> _BRANO DEL DOCUMENTO_

● ● ● ●

Che del biscotto non ci sia tanto da fidarsi, poi, lo dice anche l’espressione fare un biscotto, usata in ambito sportivo quando il risultato di una gara viene truccato. Forse deriva da un’espressione gergale dell’ippica, dove, (spero ormai molti anni fa) per non far vincere un cavallo favorito, gli veniva somministrato un biscotto inzuppato di sedativi. Insomma, quando vi offrono un biscotto, state in guardia.

I pranzi e i banchetti rinascimentali non potevano chiudersi senza una sfarzosa sfilata di dolci, tra i quali le fonti citano anche i biscotti, nell’accezione per noi comune, anche se la produzione di pan biscotto per soldati e marinai – ma non solo – continuerà fino ai giorni nostri, in una dicotomia tanto curiosa quanto distante nei suoi due termini.
Alla metà del XVII secolo, Vincenzo Tanara, nel suo L'economia del cittadino in villa, dopo aver parlato dell'origine del nostro biscotto dice: “esiste poi un altro tipo di biscotto, molto più delicato, che è il cosiddetto pan di Spagna. [...] Si cuoce a fuoco lento, si taglia a pezzi e si mette ancora in forno. Si serve cosparso di zucchero. [...] questi dolcetti sono conosciuti come biscottini o, meglio, biscotti alla savoiarda”. Un solo termine, quindi, per indicare due preparazioni ben diverse; non c’è da meravigliarsi che ancora oggi qualcuno faccia confusione tra i biscotti e la pasta biscotto (o biscuit, come si trova più spesso), usata per i rotoli farciti e molto più simile ad un pan di spagna. Non c’è fine alle complicazioni linguistiche!

● ● ● ●

> _VOCI ELENCATE_
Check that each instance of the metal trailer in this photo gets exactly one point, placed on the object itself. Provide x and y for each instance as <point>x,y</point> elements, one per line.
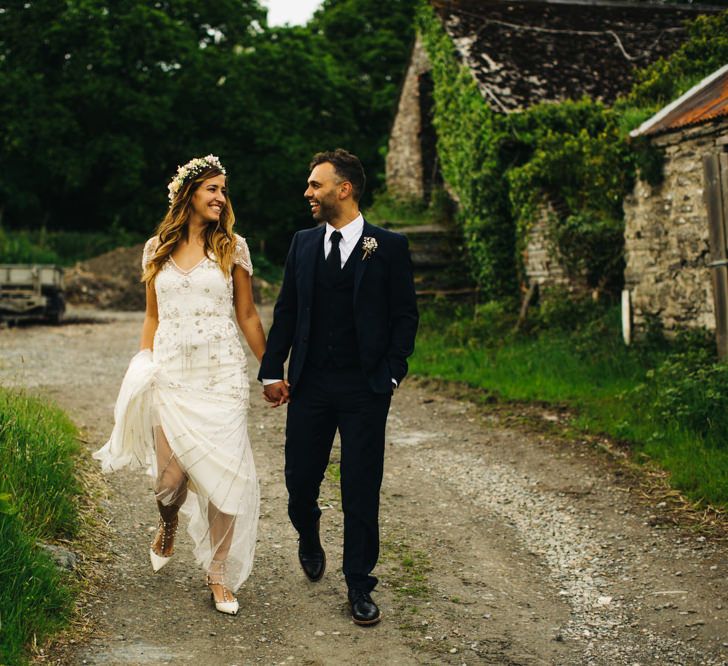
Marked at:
<point>31,291</point>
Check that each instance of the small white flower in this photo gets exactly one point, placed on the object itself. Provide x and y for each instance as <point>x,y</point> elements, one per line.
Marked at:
<point>369,246</point>
<point>192,168</point>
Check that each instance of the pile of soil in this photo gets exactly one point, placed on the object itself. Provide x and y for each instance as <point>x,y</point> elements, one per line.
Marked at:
<point>110,281</point>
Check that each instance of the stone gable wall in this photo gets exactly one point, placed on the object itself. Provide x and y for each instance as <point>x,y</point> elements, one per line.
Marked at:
<point>404,169</point>
<point>666,236</point>
<point>541,265</point>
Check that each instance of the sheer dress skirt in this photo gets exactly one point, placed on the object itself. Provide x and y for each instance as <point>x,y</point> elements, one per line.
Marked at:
<point>182,414</point>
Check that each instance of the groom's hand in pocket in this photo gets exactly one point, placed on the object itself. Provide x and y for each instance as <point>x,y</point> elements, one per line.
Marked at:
<point>277,394</point>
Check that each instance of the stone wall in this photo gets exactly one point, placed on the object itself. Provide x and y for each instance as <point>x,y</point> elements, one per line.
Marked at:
<point>666,236</point>
<point>541,264</point>
<point>404,167</point>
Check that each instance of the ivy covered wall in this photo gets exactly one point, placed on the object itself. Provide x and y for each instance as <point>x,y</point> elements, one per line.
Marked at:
<point>575,154</point>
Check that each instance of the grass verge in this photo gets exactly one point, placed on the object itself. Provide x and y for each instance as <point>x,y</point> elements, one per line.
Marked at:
<point>666,399</point>
<point>38,450</point>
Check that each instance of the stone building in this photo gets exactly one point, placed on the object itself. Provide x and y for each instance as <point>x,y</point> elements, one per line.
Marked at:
<point>667,231</point>
<point>523,52</point>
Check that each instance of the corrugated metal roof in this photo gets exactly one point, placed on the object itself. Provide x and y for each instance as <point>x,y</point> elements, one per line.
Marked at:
<point>706,101</point>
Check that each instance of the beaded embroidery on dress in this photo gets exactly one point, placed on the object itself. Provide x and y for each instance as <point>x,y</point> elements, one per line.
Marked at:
<point>182,413</point>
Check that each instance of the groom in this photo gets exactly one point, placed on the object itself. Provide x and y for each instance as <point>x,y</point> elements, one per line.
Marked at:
<point>347,314</point>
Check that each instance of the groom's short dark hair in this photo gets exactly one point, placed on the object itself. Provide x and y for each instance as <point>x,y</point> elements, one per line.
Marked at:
<point>347,167</point>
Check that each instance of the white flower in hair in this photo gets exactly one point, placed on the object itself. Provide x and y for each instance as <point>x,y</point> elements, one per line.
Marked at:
<point>192,168</point>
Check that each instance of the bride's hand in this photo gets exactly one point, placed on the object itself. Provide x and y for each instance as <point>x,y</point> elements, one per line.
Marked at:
<point>277,394</point>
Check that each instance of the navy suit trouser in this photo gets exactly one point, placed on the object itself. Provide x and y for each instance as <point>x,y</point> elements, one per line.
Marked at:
<point>324,400</point>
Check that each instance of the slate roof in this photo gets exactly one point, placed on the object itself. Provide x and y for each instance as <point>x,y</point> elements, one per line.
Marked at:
<point>706,101</point>
<point>522,52</point>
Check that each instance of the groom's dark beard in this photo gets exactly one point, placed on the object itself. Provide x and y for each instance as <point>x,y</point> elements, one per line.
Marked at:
<point>327,212</point>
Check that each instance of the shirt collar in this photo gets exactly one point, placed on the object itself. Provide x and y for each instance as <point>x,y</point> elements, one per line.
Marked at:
<point>350,231</point>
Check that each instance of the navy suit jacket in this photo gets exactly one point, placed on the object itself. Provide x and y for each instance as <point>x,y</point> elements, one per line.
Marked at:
<point>385,308</point>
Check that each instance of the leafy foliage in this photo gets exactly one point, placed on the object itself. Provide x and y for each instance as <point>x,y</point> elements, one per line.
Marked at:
<point>575,155</point>
<point>100,101</point>
<point>469,135</point>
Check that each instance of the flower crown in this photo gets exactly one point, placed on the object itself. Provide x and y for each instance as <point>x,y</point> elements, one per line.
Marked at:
<point>192,168</point>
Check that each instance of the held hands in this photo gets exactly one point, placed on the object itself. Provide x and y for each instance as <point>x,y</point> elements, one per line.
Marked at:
<point>277,394</point>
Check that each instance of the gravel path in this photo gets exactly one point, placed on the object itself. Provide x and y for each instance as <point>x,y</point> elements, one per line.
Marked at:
<point>499,546</point>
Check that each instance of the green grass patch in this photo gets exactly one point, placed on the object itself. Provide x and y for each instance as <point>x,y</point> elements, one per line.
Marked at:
<point>410,569</point>
<point>38,488</point>
<point>667,399</point>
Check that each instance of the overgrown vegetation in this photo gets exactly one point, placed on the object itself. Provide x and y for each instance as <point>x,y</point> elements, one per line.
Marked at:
<point>38,491</point>
<point>666,398</point>
<point>575,156</point>
<point>64,248</point>
<point>101,101</point>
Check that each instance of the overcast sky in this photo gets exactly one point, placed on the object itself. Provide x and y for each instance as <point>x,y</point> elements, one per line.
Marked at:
<point>295,12</point>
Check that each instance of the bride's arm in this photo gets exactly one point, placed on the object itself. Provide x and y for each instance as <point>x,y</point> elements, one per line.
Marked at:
<point>151,319</point>
<point>246,313</point>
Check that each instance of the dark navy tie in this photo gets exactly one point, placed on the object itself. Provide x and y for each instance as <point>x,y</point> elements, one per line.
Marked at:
<point>333,261</point>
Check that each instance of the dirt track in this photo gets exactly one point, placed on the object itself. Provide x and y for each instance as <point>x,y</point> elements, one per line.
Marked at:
<point>499,546</point>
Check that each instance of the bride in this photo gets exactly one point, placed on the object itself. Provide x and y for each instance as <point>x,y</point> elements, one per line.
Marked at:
<point>182,407</point>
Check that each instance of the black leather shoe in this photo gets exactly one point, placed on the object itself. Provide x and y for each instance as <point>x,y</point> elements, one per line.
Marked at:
<point>311,556</point>
<point>363,609</point>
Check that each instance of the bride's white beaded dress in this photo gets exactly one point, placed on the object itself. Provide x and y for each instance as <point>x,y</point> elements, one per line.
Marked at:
<point>184,406</point>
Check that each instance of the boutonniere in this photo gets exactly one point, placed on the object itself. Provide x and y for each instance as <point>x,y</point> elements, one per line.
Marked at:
<point>369,246</point>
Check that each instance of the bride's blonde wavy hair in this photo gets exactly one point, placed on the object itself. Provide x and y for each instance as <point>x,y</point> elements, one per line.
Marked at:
<point>219,238</point>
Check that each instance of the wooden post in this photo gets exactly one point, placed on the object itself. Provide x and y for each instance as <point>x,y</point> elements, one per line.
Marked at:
<point>717,239</point>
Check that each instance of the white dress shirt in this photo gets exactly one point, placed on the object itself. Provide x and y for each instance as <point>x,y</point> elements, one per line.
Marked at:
<point>351,232</point>
<point>350,235</point>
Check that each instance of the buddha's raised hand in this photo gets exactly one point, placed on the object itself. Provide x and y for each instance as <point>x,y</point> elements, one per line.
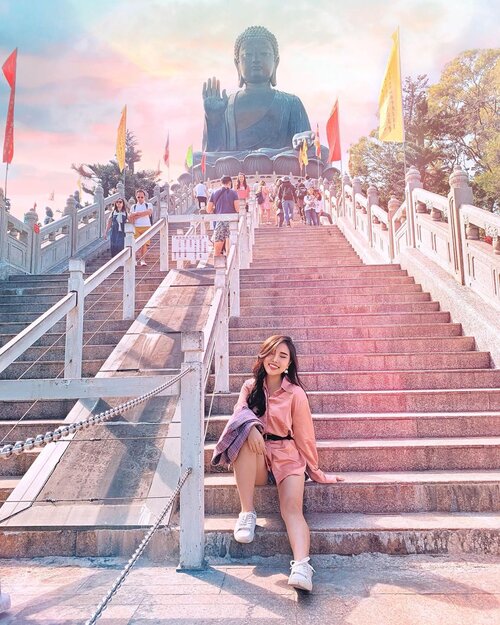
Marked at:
<point>214,103</point>
<point>299,137</point>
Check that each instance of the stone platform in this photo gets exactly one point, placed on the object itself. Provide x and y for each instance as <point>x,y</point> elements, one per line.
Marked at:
<point>359,590</point>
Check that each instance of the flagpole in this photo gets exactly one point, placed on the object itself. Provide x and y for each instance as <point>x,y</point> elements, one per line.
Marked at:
<point>402,109</point>
<point>6,176</point>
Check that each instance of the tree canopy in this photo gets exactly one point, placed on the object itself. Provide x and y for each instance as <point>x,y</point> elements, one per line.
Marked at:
<point>108,175</point>
<point>455,121</point>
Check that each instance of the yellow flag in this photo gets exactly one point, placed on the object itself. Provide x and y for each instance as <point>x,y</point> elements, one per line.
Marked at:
<point>391,99</point>
<point>303,152</point>
<point>121,140</point>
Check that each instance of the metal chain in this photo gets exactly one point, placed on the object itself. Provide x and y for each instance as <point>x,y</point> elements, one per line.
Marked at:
<point>53,436</point>
<point>138,552</point>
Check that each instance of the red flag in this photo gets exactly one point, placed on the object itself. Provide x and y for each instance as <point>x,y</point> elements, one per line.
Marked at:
<point>166,155</point>
<point>317,142</point>
<point>9,71</point>
<point>333,135</point>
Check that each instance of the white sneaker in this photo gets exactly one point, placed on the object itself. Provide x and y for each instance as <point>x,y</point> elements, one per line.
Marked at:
<point>245,527</point>
<point>301,574</point>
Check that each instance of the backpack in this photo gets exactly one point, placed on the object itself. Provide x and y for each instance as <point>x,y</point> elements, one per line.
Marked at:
<point>288,192</point>
<point>148,205</point>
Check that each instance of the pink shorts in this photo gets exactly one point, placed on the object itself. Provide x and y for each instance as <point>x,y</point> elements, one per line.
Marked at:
<point>283,459</point>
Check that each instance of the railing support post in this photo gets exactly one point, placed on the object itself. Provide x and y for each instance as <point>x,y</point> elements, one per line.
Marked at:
<point>392,206</point>
<point>73,353</point>
<point>222,340</point>
<point>244,244</point>
<point>413,181</point>
<point>70,210</point>
<point>356,188</point>
<point>164,251</point>
<point>234,278</point>
<point>99,200</point>
<point>460,193</point>
<point>192,497</point>
<point>371,199</point>
<point>129,275</point>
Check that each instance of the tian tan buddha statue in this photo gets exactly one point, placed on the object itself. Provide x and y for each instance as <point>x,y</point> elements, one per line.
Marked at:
<point>257,119</point>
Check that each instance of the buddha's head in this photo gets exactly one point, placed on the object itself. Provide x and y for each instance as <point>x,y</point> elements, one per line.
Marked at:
<point>256,56</point>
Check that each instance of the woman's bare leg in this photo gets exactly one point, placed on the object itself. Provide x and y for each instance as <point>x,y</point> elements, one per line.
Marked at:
<point>249,471</point>
<point>291,496</point>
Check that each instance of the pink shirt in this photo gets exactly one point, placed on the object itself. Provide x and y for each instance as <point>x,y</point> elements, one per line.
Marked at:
<point>288,412</point>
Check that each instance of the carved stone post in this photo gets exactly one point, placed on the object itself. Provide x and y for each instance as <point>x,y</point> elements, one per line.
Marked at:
<point>73,353</point>
<point>129,275</point>
<point>31,221</point>
<point>70,211</point>
<point>413,181</point>
<point>392,207</point>
<point>221,357</point>
<point>156,205</point>
<point>460,193</point>
<point>371,199</point>
<point>192,497</point>
<point>4,222</point>
<point>99,200</point>
<point>356,188</point>
<point>345,181</point>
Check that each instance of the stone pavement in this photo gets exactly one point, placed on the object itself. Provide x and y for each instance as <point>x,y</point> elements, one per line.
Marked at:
<point>357,590</point>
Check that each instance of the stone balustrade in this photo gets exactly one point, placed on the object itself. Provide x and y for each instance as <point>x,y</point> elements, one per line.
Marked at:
<point>445,230</point>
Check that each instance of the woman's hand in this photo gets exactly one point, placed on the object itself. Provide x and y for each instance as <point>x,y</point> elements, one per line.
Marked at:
<point>255,441</point>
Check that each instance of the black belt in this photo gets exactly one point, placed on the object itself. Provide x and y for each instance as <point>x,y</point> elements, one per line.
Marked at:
<point>275,437</point>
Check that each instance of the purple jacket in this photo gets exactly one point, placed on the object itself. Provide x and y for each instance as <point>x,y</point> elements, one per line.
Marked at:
<point>234,435</point>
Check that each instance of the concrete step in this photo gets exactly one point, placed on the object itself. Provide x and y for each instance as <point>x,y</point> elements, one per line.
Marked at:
<point>312,291</point>
<point>390,425</point>
<point>280,282</point>
<point>91,327</point>
<point>423,330</point>
<point>350,534</point>
<point>56,353</point>
<point>393,401</point>
<point>46,369</point>
<point>10,431</point>
<point>43,409</point>
<point>283,322</point>
<point>372,493</point>
<point>317,310</point>
<point>16,466</point>
<point>393,454</point>
<point>296,271</point>
<point>332,298</point>
<point>318,380</point>
<point>7,485</point>
<point>365,346</point>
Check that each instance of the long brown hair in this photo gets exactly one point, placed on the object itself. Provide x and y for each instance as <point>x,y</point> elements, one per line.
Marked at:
<point>257,396</point>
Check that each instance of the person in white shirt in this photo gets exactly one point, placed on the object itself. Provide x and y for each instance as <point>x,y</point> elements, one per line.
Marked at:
<point>140,216</point>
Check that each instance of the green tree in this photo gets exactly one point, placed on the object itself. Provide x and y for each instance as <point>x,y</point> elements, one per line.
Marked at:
<point>465,103</point>
<point>108,174</point>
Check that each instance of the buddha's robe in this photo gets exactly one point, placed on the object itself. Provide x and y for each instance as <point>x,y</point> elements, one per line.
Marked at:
<point>271,134</point>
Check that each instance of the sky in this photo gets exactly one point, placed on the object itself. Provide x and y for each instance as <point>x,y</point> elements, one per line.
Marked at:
<point>80,62</point>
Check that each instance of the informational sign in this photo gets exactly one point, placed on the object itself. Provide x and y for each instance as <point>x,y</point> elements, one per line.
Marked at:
<point>191,247</point>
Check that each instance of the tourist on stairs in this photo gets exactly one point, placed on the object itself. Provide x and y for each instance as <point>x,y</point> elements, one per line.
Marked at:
<point>116,223</point>
<point>270,440</point>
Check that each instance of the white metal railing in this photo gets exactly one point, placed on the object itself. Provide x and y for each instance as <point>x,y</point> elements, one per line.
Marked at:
<point>201,349</point>
<point>28,249</point>
<point>462,239</point>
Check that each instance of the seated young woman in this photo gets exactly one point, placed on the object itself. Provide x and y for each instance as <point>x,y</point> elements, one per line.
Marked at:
<point>270,439</point>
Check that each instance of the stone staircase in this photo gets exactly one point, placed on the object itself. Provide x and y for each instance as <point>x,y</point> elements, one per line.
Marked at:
<point>22,300</point>
<point>404,406</point>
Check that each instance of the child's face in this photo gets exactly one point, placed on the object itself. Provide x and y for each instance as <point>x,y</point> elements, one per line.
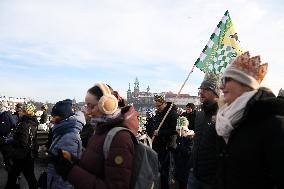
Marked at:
<point>184,132</point>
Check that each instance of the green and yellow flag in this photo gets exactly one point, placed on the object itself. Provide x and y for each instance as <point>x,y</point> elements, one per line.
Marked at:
<point>221,49</point>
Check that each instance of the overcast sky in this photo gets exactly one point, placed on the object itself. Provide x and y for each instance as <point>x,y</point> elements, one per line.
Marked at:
<point>56,49</point>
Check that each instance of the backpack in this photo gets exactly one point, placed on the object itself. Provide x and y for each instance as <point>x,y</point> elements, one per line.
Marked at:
<point>145,172</point>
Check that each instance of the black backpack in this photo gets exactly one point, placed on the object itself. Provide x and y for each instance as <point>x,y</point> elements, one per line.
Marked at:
<point>6,123</point>
<point>145,173</point>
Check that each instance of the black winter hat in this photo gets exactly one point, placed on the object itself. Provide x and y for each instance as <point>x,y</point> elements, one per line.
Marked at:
<point>62,109</point>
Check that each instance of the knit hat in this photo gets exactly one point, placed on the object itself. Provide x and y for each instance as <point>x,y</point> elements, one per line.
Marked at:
<point>183,122</point>
<point>159,98</point>
<point>45,107</point>
<point>281,93</point>
<point>246,70</point>
<point>29,108</point>
<point>211,82</point>
<point>63,109</point>
<point>3,107</point>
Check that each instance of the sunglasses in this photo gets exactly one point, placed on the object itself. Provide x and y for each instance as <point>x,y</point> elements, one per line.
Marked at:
<point>224,80</point>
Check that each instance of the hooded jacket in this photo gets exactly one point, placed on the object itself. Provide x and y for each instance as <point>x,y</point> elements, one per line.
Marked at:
<point>96,172</point>
<point>253,156</point>
<point>167,130</point>
<point>22,142</point>
<point>204,160</point>
<point>66,137</point>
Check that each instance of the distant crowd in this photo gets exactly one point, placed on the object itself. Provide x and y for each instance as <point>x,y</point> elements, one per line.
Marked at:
<point>236,139</point>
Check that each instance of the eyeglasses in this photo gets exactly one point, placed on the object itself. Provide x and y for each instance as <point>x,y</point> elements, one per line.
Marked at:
<point>159,105</point>
<point>90,106</point>
<point>224,80</point>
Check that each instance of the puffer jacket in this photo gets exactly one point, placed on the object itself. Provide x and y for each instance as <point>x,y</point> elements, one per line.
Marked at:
<point>22,142</point>
<point>167,130</point>
<point>253,157</point>
<point>204,160</point>
<point>114,172</point>
<point>66,137</point>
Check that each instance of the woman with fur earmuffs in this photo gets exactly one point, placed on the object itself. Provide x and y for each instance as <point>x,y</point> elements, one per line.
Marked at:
<point>93,170</point>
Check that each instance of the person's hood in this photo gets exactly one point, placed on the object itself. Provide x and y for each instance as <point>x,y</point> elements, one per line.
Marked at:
<point>73,124</point>
<point>79,116</point>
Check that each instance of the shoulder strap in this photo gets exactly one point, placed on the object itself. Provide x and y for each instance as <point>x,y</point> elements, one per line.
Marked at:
<point>110,135</point>
<point>55,141</point>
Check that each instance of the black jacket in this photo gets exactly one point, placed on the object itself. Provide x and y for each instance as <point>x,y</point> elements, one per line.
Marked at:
<point>191,119</point>
<point>204,160</point>
<point>254,154</point>
<point>24,137</point>
<point>43,117</point>
<point>7,122</point>
<point>167,130</point>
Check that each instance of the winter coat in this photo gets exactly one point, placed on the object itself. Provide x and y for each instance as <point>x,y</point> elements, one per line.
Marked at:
<point>43,117</point>
<point>86,133</point>
<point>182,155</point>
<point>167,130</point>
<point>114,172</point>
<point>204,160</point>
<point>254,154</point>
<point>66,137</point>
<point>24,138</point>
<point>7,122</point>
<point>191,119</point>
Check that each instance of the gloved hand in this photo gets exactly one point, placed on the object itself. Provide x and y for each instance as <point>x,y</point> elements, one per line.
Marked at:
<point>62,165</point>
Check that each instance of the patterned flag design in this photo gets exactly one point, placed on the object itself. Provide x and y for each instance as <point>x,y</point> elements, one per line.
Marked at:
<point>222,47</point>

● ● ● ●

> _COMPITO DA SVOLGERE_
Restituisca per intero il brano sul biscotto, parola per parola e senza alcuna modifica. Le voci elencate non hanno alcun legame con il brano.

> _ESITO DEL COMPITO_
Che del biscotto non ci sia tanto da fidarsi, poi, lo dice anche l’espressione fare un biscotto, usata in ambito sportivo quando il risultato di una gara viene truccato. Forse deriva da un’espressione gergale dell’ippica, dove, (spero ormai molti anni fa) per non far vincere un cavallo favorito, gli veniva somministrato un biscotto inzuppato di sedativi. Insomma, quando vi offrono un biscotto, state in guardia.

I pranzi e i banchetti rinascimentali non potevano chiudersi senza una sfarzosa sfilata di dolci, tra i quali le fonti citano anche i biscotti, nell’accezione per noi comune, anche se la produzione di pan biscotto per soldati e marinai – ma non solo – continuerà fino ai giorni nostri, in una dicotomia tanto curiosa quanto distante nei suoi due termini.
Alla metà del XVII secolo, Vincenzo Tanara, nel suo L'economia del cittadino in villa, dopo aver parlato dell'origine del nostro biscotto dice: “esiste poi un altro tipo di biscotto, molto più delicato, che è il cosiddetto pan di Spagna. [...] Si cuoce a fuoco lento, si taglia a pezzi e si mette ancora in forno. Si serve cosparso di zucchero. [...] questi dolcetti sono conosciuti come biscottini o, meglio, biscotti alla savoiarda”. Un solo termine, quindi, per indicare due preparazioni ben diverse; non c’è da meravigliarsi che ancora oggi qualcuno faccia confusione tra i biscotti e la pasta biscotto (o biscuit, come si trova più spesso), usata per i rotoli farciti e molto più simile ad un pan di spagna. Non c’è fine alle complicazioni linguistiche!